Much of the factual foundation of Mr Wildman’s claim is admitted on the pleadings. The correspondence, and medical certificates are in evidence. The background facts, Mr Wildman’s health, and the correspondence between the parties (and Mr Wildman’s solicitors) was not, ultimately, in contention.
At the hearing before me all deponents were cross-examined. Both parties provided written outlines of opening submissions, and made oral submissions. IMCD also provided a short written outline of closing submissions. Transcript of the hearing was obtained.
Regrettably, this judgment has been delayed well beyond any indicative time that may have been assumed by the parties at hearing. Necessarily, my capacity to draw credibility conclusions from the presentation of oral evidence alone is reduced by the passage of time, notwithstanding my contemporaneous note taking. Accordingly, my conclusions on the witnesses arise from my rereading of their written evidence, augmented by the transcript, and having regard to the disclosures in correspondence, and the evidence of other witnesses, particularly as among the IMCD witnesses. Further, the passage of time has enabled me to undertake a detailed review of the written evidence and its relationship with the transcript, obtain a clearer understanding of the chronology of events, and pay closer regard to the interplay between the correspondence, and the witnesses’ conduct and actions in chronological order. In addition, I have had the benefit of the principal authorities to which counsel drew my attention.
MR WILDMAN’S HEALTH
During his employment Mr Wildman had, at various times, taken short periods – usually no more than a few days - of sick leave.

_Source material_
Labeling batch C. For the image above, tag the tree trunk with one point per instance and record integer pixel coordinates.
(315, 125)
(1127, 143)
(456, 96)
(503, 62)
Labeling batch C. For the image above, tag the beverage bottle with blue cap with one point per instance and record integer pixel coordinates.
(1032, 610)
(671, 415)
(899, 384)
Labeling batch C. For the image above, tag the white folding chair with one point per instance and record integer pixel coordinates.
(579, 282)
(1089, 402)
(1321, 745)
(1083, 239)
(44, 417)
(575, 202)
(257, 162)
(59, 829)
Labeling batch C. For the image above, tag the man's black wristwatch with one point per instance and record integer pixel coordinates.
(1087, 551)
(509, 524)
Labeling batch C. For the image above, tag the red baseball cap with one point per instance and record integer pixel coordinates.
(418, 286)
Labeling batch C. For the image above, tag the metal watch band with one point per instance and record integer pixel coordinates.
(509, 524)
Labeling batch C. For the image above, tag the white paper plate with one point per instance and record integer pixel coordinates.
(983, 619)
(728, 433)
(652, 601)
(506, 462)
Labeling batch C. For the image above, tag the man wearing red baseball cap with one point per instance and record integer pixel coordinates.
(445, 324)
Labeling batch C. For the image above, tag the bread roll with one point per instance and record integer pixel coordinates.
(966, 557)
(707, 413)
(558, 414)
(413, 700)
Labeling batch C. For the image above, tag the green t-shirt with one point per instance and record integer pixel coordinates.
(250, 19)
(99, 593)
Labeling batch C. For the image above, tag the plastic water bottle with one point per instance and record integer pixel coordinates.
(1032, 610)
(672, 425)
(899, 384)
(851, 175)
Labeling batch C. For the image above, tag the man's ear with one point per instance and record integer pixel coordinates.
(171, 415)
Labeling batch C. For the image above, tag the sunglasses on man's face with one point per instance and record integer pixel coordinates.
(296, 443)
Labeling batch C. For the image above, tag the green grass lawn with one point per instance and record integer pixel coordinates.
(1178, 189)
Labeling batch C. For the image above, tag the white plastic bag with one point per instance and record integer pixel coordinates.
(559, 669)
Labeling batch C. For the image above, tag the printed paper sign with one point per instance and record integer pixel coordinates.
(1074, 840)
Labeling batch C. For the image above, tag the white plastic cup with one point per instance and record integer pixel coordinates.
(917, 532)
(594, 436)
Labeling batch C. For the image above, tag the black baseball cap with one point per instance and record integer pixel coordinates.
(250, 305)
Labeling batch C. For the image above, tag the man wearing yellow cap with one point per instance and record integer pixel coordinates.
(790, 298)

_Goal of the exercise_
Copy the part of the judgment excerpt starting at "At the hearing" and ending at "hearing was obtained.". Base your work only on the judgment excerpt.

_Output for this exercise_
At the hearing before me all deponents were cross-examined. Both parties provided written outlines of opening submissions, and made oral submissions. IMCD also provided a short written outline of closing submissions. Transcript of the hearing was obtained.